Data items:
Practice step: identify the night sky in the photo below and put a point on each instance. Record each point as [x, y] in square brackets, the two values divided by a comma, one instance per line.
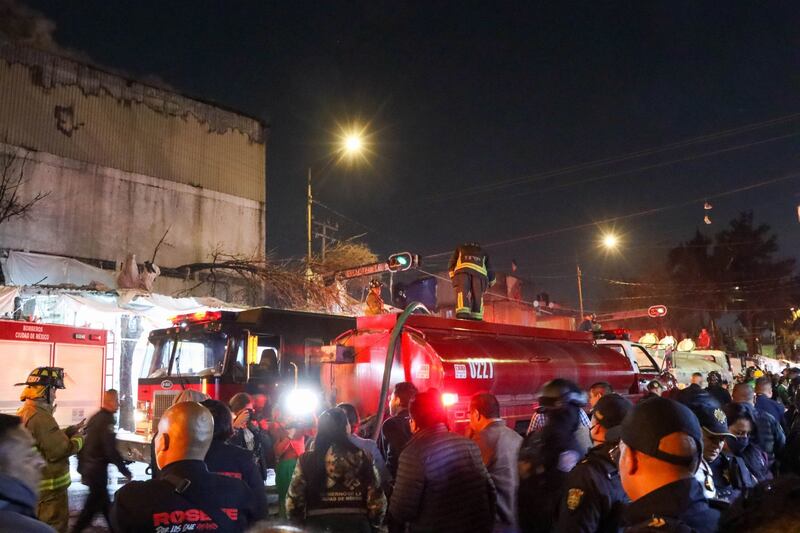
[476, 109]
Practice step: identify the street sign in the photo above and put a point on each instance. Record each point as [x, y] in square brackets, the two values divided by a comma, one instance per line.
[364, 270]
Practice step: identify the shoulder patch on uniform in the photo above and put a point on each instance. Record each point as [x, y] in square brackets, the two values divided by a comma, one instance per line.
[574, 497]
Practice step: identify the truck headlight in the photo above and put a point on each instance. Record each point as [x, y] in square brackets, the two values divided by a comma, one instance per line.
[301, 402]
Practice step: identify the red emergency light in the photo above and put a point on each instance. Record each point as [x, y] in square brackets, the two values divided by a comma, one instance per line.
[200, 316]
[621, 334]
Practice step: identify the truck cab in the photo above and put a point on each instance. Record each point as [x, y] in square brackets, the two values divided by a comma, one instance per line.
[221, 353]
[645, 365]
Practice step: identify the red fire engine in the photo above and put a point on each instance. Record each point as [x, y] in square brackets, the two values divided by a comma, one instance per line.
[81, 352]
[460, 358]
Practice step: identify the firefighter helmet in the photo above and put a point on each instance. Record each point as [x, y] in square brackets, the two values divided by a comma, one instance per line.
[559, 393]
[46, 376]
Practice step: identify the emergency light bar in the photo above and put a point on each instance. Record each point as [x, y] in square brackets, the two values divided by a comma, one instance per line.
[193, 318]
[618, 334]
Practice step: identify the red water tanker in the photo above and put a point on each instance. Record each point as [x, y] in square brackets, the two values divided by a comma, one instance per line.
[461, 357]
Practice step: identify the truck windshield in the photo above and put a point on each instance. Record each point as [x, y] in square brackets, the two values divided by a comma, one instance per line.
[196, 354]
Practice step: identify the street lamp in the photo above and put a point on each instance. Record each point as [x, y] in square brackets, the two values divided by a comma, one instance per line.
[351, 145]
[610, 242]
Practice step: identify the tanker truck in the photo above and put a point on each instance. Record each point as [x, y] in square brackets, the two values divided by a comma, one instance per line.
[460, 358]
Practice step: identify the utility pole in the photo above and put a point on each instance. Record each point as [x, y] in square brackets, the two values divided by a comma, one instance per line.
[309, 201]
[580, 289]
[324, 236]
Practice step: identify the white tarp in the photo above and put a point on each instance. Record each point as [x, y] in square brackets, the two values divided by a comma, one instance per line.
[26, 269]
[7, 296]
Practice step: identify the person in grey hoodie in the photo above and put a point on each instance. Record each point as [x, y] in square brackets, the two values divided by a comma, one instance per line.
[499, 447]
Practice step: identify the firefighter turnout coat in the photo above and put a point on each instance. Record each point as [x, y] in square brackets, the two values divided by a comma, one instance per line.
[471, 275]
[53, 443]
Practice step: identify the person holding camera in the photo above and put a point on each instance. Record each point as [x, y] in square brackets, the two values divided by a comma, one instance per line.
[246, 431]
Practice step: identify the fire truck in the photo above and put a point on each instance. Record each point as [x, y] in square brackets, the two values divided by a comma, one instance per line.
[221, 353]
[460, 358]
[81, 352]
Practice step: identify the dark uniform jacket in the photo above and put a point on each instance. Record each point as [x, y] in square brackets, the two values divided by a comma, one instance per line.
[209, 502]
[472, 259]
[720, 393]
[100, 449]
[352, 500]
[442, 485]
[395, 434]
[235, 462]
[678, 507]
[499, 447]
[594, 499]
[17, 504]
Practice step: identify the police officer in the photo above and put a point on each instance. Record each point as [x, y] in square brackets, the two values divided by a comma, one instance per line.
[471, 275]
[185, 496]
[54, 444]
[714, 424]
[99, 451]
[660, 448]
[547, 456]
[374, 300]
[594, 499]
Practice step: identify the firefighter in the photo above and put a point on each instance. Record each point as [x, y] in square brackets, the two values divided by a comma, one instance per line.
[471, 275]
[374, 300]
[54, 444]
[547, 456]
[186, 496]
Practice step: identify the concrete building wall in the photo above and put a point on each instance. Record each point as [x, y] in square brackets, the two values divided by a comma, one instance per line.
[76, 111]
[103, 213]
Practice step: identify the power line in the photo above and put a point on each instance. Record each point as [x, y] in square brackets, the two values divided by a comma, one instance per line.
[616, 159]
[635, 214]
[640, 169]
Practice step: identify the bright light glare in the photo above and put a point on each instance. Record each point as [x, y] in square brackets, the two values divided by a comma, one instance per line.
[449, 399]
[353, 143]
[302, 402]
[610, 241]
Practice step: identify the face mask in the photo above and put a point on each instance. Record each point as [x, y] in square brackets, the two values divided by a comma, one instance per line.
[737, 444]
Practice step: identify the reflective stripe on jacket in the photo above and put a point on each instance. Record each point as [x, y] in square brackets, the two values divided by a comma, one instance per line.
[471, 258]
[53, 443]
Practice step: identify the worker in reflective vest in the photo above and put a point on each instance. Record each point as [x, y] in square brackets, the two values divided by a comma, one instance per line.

▸ **About this task**: The answer should hold every entry exactly as given and no pictures at all.

▸ **Your response**:
Practice step: identify the night sky in the photo below and put a point on each instance. Record each point as [x, y] in square brackets, the two values divided by a comma, one instance per line.
[476, 109]
Practice step: identify the street sign in the photo above and put a point on each instance. Record each point as [x, y] in square brackets, the two values divided by a comma, one instance per line.
[364, 270]
Practice step: identify the shoulder patch on uniform in the photo above and put a point on each instance. Record each point as [x, y] in square brackets, the two values divided by a comma, one instance per line.
[574, 497]
Practice step: identify the truck headlight in the photo above and put a point on each instance. Record each point as [x, y] in square brackets, the two values divided by a comma, one instance per line.
[301, 402]
Practice step: identify the red emergency light in the photo above and put a point on each instance. Record each point as [x, y] in square brackets, the two values divided by a comma, one instance per line.
[200, 316]
[621, 334]
Practice step: identify the truck cab in the photo above and put a point on each instance. Record each point as [x, y] in square brackets, the two values divided by a comma, one instance per line.
[221, 353]
[645, 365]
Practice step: identify the red fire engine in the photo above and put a point on each instance. Record each point as [x, y] in square brackets, the two values divided by a comma, one instance per line.
[81, 352]
[460, 358]
Practice step: identify the firefighter helmet in the photo above and put a point on each instance. Record each point as [x, y] in square brackets, the two values divided by a comma, one instance per line.
[559, 393]
[46, 376]
Practice step: identify the emergency light bar in the photo above and put a point on each instance. Record each point as [x, y] in square brackets, the two values divided by a comma, one instance per line.
[193, 318]
[618, 334]
Practice step: identify the red water tanker in the photo above and put a point on each instance. Record each point as [x, y] in square brackets, the two values divided by a comma, one instance per line.
[461, 357]
Practice step: identify the truck windshield in the photo above and put a point on each instance. Record each point as [x, y] in square brackets, the two values divided by a comma, one instance per line.
[196, 354]
Practice step: identify the street lamp in the photo above and put a point on each instance. Record each point as [x, y] in square brackets, the two values divided by a comma, one instance per line.
[351, 145]
[610, 242]
Practice step: identify the tanker truck in the photo above and put a point on each instance. Record each point as [x, y] in square brackets, the two values divided by a comma, one instance per line.
[460, 358]
Practice step: identify the utility pole in the photo above and put a point on each instance. Record each point as [x, y] in square brackets, the two values divided by a comma, one instance per line.
[309, 201]
[580, 289]
[324, 236]
Practice step: identify the white tarp in the photo above and put a point on each instance. Record each point as [x, y] in square brackets, the two values divided by a comma, one instance per line.
[26, 269]
[7, 296]
Practice step: identify the person in grey hoodie in the photo above and put a point on each instance. Record each point as [x, y] in square brackets, the two values divided by a comma, one instance per line.
[499, 447]
Practice step: identify the firefighter turnout coat in the photo above and put a point on each instance. Record each point as [x, y] in square brackets, the two values divided by a comma, one instance per line.
[471, 275]
[53, 443]
Practice step: identify the person holding camera in the photo above and put a point on each instance. Record each point as [x, y] in square brackets, the two values divided by a comma, one instance per line.
[246, 431]
Practice step: identify the fire truck in the photo above and put a point on each instance. Record each point as [x, y] in square brackets, the two values divided by a comma, one instance per line.
[221, 353]
[460, 358]
[81, 352]
Practice step: identify the dark uniform jacket in the photo above and put a point on each instance. Record each point as [x, y] in square brackets, the two values divided by a comma, one instance per line.
[209, 502]
[472, 259]
[720, 393]
[100, 449]
[352, 500]
[442, 485]
[395, 434]
[235, 462]
[678, 507]
[499, 447]
[594, 499]
[17, 504]
Practice step: identify the police officer in the photo above and put a point on each instance. Record each point as [x, y] in square brackets, the two values divided by a comma, one instance per line.
[471, 275]
[185, 496]
[54, 444]
[714, 424]
[99, 451]
[660, 448]
[547, 456]
[374, 300]
[594, 499]
Practice step: identify the firefighter in the photo above and put a point on each instance. Record each point as [x, y] in square brackets, the two values divided by a comma, one instance per line.
[471, 275]
[374, 300]
[54, 444]
[547, 456]
[186, 496]
Practice step: identify the concrete building wall in the photo above and put a point on each instance. Record each point as [x, y] in square brackets, the two values divided by a comma, one instance per line.
[76, 111]
[103, 213]
Practice step: identify the power line in the photo above and put a point on each instance. Record each point as [x, y] in square brackets, the two values divided by a comma, one instance per line.
[616, 159]
[635, 214]
[640, 169]
Practice step: identify the bright light glare in the photo above and put a point on each instance. Record each point as [x, y] in square brackets, the two values divided by a comma, one instance per line.
[449, 399]
[353, 143]
[302, 402]
[610, 241]
Practice step: identify the face mask in the photo above and put a point on each instance. Record each point as [x, y] in square brackets, the two values divided by a comma, one instance per line.
[737, 444]
Practice step: identify the reflective stripe on jacket in the photo above and put a point on each instance. Record each point as [x, y] in square brackets, the two values divided by a comma, one instance per line.
[471, 258]
[53, 443]
Practice step: identify the worker in reflective vest in the photo above and put a point on each instance. Record each point as [x, y] in square brackets, the two values divided by a comma, one instance per line.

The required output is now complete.